# [YOUR GOAL]
Quote the records word for word, beginning at the very start and stopping after the line that contains "Per instance: inside".

(Entries from a dataset)
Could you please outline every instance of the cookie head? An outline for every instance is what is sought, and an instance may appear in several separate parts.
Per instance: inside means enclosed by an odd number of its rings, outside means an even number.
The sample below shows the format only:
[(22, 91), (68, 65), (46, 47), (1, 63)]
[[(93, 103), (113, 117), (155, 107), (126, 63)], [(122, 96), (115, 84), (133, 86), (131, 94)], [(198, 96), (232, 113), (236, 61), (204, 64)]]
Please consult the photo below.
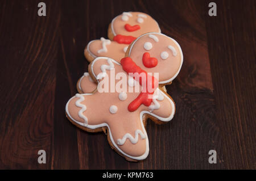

# [TASK OUTPUT]
Could you please outline every instance of the cookie head? An outline for every instance is what is sought, and an instance may appear in several separate parts.
Per instance: inside means enclosed by an odd number of its rings, outside means an even number.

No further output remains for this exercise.